◆ **Dataset records**:
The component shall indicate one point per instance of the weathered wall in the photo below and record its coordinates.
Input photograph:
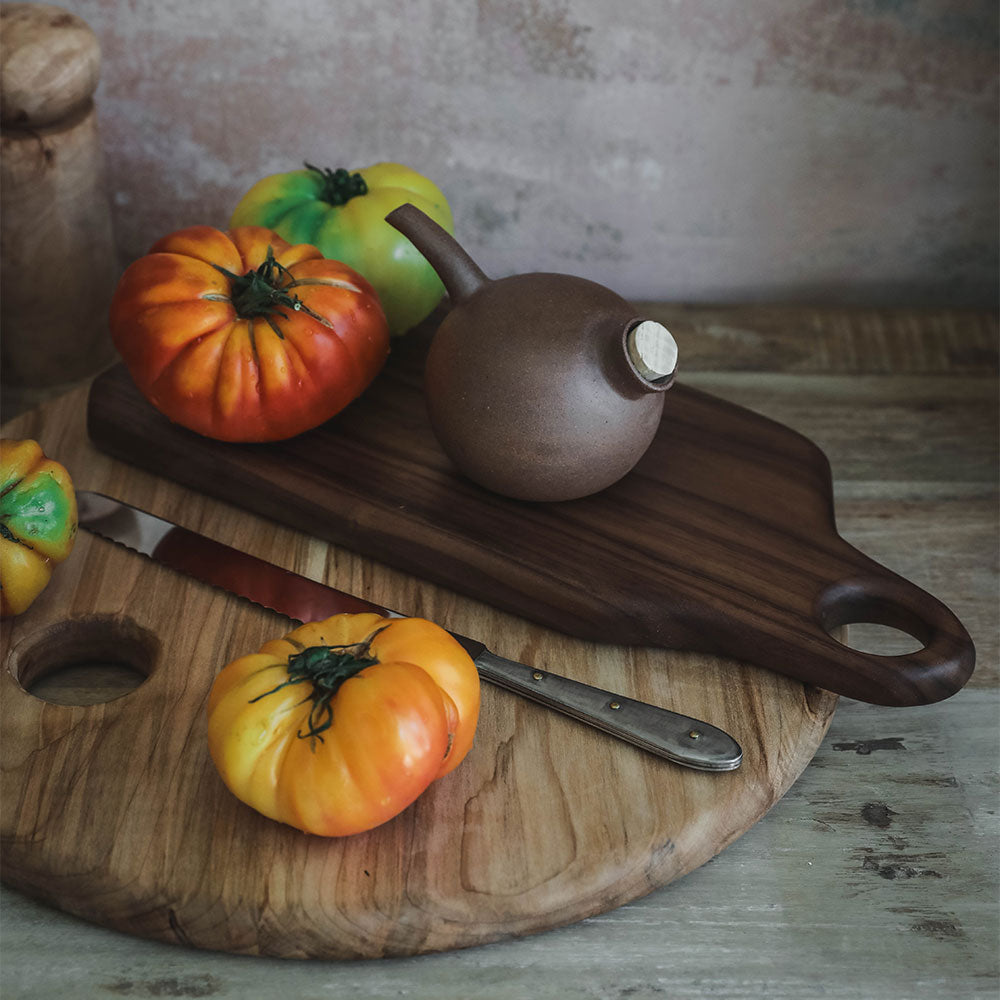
(742, 150)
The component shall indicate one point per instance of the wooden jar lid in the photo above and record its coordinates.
(50, 62)
(652, 350)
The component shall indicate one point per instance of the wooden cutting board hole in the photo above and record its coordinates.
(877, 639)
(85, 661)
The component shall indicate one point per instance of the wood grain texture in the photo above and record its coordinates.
(875, 874)
(721, 540)
(114, 811)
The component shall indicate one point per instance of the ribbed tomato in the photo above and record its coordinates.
(340, 725)
(241, 336)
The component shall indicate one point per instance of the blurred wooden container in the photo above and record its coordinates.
(57, 256)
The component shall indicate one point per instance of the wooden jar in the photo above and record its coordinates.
(58, 259)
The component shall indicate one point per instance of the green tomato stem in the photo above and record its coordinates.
(325, 668)
(261, 292)
(339, 186)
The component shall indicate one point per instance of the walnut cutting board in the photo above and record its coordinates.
(114, 811)
(722, 539)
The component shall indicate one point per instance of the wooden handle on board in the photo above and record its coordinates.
(58, 261)
(847, 588)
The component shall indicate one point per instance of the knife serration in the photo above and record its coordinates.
(667, 734)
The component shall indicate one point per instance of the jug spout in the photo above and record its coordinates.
(458, 272)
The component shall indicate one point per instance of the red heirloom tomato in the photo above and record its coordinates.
(340, 725)
(241, 336)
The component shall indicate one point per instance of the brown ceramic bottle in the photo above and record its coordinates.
(539, 386)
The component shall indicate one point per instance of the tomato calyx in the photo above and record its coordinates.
(340, 185)
(261, 293)
(325, 668)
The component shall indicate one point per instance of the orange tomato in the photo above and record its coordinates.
(340, 725)
(241, 336)
(38, 522)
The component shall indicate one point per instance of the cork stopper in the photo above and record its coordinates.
(653, 350)
(50, 63)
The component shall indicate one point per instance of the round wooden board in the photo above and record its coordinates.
(114, 811)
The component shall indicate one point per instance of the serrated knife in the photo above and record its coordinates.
(664, 733)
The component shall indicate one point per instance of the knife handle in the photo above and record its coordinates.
(667, 734)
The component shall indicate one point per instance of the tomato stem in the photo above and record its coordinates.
(339, 186)
(260, 292)
(325, 668)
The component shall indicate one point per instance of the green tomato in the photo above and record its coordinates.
(342, 213)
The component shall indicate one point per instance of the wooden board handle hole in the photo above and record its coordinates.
(877, 639)
(874, 616)
(85, 661)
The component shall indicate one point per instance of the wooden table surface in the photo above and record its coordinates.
(876, 876)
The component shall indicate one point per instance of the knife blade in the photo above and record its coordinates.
(666, 734)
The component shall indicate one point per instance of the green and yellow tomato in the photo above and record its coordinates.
(343, 212)
(38, 522)
(340, 725)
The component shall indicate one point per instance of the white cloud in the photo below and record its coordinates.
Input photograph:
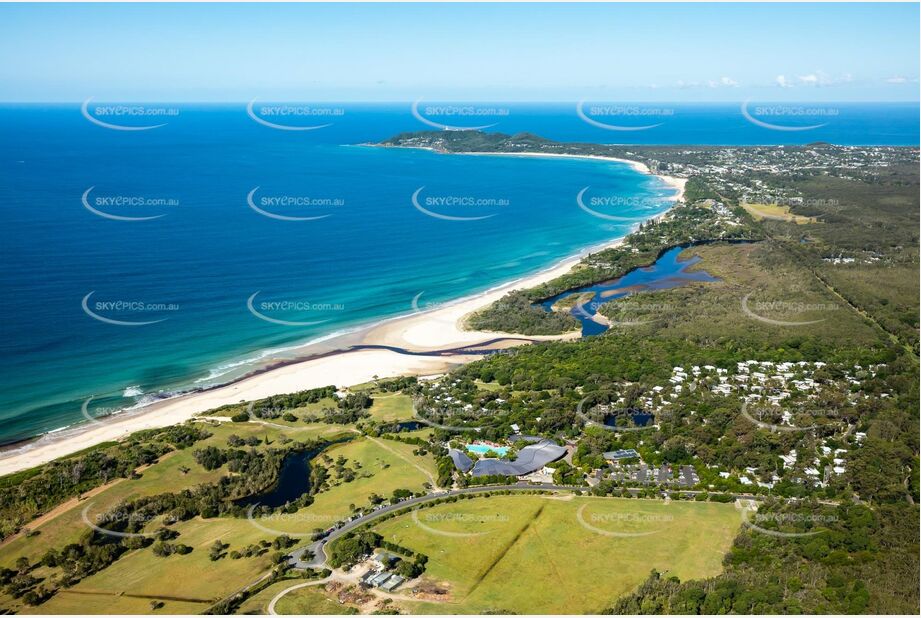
(810, 80)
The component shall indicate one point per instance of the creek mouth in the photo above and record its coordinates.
(667, 272)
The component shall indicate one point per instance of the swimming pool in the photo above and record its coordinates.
(482, 449)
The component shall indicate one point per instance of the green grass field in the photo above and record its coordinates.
(776, 212)
(309, 600)
(392, 407)
(385, 465)
(533, 555)
(190, 577)
(141, 573)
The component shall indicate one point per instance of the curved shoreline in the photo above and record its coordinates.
(353, 357)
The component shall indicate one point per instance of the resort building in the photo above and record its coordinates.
(530, 458)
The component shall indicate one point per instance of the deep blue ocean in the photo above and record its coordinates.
(137, 263)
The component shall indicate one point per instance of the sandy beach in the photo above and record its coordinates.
(434, 328)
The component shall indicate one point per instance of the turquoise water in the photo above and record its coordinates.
(190, 273)
(130, 311)
(482, 449)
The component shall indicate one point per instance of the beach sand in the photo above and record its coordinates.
(439, 327)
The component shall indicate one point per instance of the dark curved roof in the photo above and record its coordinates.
(530, 458)
(461, 461)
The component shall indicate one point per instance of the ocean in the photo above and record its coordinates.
(139, 263)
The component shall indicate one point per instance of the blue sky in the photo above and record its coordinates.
(510, 52)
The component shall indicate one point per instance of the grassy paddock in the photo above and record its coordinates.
(775, 212)
(584, 552)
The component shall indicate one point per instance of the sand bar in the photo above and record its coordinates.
(439, 327)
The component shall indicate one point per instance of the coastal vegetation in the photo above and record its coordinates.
(828, 295)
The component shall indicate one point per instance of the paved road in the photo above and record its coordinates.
(318, 548)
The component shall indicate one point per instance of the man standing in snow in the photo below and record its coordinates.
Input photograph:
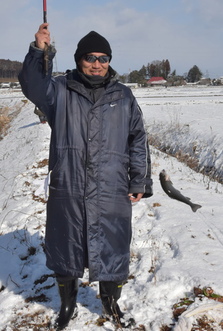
(99, 163)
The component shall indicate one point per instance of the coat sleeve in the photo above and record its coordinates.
(36, 85)
(140, 162)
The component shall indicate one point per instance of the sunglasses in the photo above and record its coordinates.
(93, 58)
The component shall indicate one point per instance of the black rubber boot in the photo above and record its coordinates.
(110, 292)
(68, 294)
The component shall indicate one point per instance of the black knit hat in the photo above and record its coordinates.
(92, 42)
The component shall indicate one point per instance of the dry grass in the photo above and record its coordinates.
(202, 323)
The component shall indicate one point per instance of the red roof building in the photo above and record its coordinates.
(156, 81)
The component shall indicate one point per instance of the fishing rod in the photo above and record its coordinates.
(46, 48)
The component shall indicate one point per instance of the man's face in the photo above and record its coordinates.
(95, 68)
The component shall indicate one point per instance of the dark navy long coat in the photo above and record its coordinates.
(98, 154)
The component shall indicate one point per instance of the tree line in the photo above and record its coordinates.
(10, 70)
(160, 69)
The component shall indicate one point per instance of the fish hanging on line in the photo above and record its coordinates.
(173, 193)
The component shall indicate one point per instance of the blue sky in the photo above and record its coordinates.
(186, 32)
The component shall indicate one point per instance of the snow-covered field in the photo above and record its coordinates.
(173, 249)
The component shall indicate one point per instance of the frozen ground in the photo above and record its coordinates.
(173, 249)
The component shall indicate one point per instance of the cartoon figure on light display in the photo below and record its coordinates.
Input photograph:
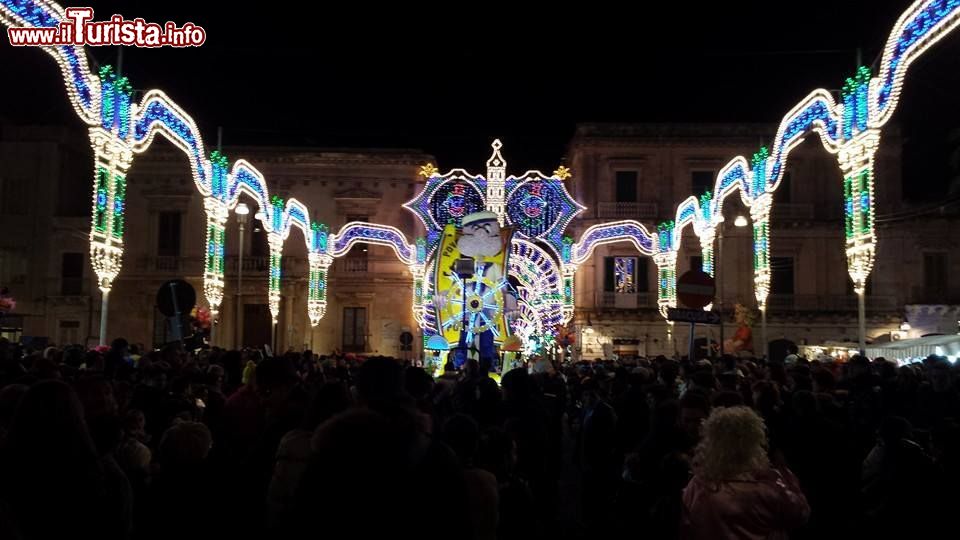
(742, 341)
(474, 313)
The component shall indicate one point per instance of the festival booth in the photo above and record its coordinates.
(909, 351)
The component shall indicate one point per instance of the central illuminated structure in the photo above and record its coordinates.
(543, 259)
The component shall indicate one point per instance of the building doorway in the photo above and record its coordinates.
(354, 329)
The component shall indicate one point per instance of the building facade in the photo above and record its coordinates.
(643, 172)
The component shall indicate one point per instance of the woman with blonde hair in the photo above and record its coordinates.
(735, 492)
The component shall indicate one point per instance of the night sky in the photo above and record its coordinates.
(447, 79)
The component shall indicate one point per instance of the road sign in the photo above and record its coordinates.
(697, 316)
(695, 289)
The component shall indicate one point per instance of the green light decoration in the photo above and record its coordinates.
(565, 252)
(318, 284)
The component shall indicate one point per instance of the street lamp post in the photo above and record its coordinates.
(243, 213)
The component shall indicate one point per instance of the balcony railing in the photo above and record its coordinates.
(613, 300)
(166, 263)
(792, 212)
(627, 210)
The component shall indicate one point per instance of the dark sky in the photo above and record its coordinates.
(447, 80)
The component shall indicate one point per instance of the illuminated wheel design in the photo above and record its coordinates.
(484, 304)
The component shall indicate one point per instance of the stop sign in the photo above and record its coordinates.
(695, 289)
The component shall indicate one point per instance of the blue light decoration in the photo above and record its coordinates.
(296, 214)
(373, 233)
(759, 169)
(157, 114)
(540, 207)
(115, 92)
(276, 217)
(913, 33)
(597, 235)
(706, 208)
(868, 103)
(249, 180)
(625, 274)
(855, 102)
(446, 199)
(665, 237)
(320, 235)
(100, 200)
(71, 58)
(421, 244)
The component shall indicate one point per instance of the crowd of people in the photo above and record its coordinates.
(115, 444)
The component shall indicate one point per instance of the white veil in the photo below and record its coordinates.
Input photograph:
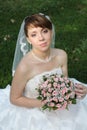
(22, 46)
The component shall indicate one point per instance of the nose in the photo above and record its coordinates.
(41, 37)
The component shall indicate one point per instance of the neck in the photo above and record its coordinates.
(42, 56)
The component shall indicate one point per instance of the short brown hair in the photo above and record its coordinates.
(37, 20)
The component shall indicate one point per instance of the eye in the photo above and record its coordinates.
(45, 30)
(33, 35)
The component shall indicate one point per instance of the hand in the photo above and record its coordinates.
(80, 90)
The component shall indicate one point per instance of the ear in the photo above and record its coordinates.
(28, 40)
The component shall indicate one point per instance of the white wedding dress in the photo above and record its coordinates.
(20, 118)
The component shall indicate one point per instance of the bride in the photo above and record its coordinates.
(36, 56)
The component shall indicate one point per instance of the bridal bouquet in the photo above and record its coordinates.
(56, 92)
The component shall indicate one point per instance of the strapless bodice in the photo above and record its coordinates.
(32, 84)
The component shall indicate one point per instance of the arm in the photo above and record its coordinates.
(18, 85)
(80, 90)
(63, 58)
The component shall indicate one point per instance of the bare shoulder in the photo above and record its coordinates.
(24, 66)
(60, 52)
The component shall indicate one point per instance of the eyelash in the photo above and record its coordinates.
(44, 31)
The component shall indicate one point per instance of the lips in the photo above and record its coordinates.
(43, 44)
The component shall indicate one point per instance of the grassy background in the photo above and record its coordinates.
(70, 20)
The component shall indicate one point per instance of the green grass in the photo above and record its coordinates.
(70, 20)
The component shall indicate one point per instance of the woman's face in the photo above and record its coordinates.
(40, 38)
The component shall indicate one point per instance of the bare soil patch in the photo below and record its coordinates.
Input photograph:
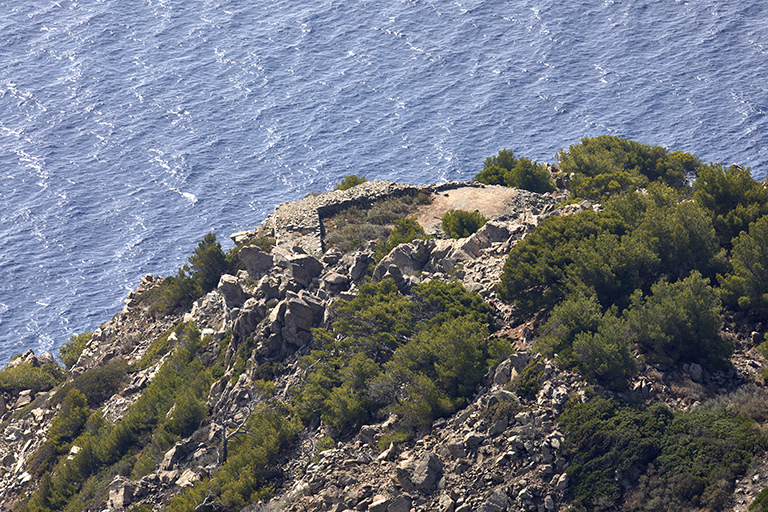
(490, 201)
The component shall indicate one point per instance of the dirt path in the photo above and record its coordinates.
(491, 201)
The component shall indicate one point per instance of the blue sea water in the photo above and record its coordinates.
(129, 129)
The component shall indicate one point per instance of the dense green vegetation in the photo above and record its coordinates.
(419, 357)
(638, 274)
(350, 181)
(648, 273)
(673, 460)
(508, 170)
(25, 375)
(643, 279)
(147, 428)
(461, 224)
(608, 165)
(733, 199)
(746, 288)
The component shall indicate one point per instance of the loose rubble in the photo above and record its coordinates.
(472, 461)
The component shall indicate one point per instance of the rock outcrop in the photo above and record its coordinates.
(501, 452)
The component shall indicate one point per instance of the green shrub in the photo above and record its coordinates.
(97, 384)
(352, 228)
(679, 461)
(146, 428)
(419, 358)
(206, 266)
(733, 199)
(530, 175)
(605, 356)
(506, 169)
(536, 273)
(608, 165)
(65, 427)
(70, 352)
(528, 381)
(760, 503)
(350, 181)
(461, 224)
(18, 377)
(747, 287)
(680, 323)
(245, 477)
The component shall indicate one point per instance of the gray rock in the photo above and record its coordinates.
(335, 283)
(473, 440)
(230, 289)
(499, 426)
(408, 257)
(400, 504)
(446, 504)
(496, 502)
(379, 504)
(359, 267)
(256, 261)
(304, 268)
(422, 475)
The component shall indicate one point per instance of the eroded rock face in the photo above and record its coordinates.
(256, 261)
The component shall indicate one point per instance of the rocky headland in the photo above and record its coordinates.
(472, 460)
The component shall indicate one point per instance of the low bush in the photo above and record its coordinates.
(461, 224)
(246, 476)
(506, 169)
(19, 377)
(146, 428)
(746, 288)
(419, 357)
(608, 165)
(350, 181)
(97, 384)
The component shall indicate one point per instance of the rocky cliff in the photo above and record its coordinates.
(476, 459)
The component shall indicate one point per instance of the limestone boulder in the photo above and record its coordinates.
(229, 287)
(256, 261)
(304, 268)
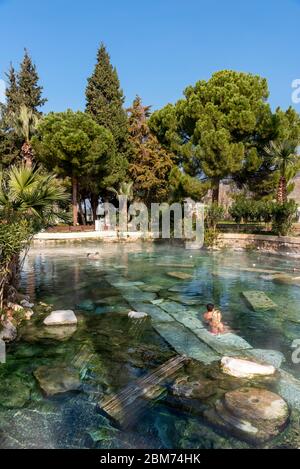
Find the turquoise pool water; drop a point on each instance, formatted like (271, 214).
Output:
(116, 354)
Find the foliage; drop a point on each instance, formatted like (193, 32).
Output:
(104, 100)
(286, 160)
(283, 217)
(23, 90)
(73, 145)
(251, 210)
(214, 214)
(184, 186)
(214, 129)
(29, 201)
(149, 163)
(280, 215)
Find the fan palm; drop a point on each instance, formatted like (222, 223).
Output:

◆ **Directions for this task**: Look for the word "drop". Copy out every line of the data that has it.

◆ **Task result**:
Find the turquoise pool water; drop a point on each instance, formatted like (271, 214).
Find the foliage; drop a point on each instance, formatted like (193, 32).
Find the fan palm; drop a point on each instance, formatted like (222, 223).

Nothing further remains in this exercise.